- _TASK GOAL_
Reproduce each of the following entries verbatim, line by line, and omit the pictures from your reproduction.

- _DATASET EXCERPTS_
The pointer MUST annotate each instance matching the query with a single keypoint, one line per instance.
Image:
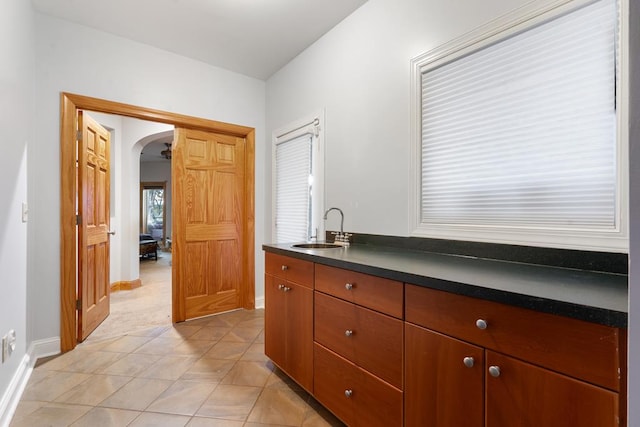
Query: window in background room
(518, 139)
(298, 162)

- _OUTPUT OF THE EXERCISE_
The pointer MUST annotate each instance matching the query with a single keypoint, one line per instance.
Image:
Query: window in background room
(518, 139)
(298, 162)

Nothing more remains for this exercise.